**WHAT YOU ARE ASKED TO DO:** Copy out all lines of the listing below that hold "referee".

**MATERIAL FOR THIS TASK:**
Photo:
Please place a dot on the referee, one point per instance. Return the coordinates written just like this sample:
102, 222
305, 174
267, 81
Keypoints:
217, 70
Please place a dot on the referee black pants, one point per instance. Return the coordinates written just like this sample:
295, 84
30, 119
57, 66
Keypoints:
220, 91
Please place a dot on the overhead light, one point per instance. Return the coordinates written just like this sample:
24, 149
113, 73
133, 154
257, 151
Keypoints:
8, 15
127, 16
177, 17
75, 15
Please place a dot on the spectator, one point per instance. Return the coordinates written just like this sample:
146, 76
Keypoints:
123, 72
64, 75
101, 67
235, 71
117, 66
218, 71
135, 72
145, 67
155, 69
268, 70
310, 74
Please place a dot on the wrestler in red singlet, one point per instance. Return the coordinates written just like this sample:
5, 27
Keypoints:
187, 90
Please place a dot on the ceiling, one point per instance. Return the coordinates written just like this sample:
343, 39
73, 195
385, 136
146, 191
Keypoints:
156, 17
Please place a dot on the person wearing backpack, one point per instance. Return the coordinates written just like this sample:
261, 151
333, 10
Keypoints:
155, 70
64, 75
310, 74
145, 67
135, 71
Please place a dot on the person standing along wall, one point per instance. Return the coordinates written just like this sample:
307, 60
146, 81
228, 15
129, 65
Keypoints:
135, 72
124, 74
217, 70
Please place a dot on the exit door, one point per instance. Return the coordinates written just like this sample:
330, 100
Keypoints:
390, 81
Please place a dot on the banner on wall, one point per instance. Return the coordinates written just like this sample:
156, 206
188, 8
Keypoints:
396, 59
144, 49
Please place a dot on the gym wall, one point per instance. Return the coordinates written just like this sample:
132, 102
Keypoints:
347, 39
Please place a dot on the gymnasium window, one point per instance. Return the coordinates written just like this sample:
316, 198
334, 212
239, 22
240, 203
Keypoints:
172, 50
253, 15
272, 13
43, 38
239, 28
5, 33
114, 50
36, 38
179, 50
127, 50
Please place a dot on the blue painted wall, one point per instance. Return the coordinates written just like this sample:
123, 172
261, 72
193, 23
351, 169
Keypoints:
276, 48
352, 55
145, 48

**EXERCISE OUTPUT:**
Please place a dot on the referee, one point per instance. Return the coordinates written just like this sample:
Please place a dot on the referee black pants, one point per instance. Return the coordinates written just like this sample:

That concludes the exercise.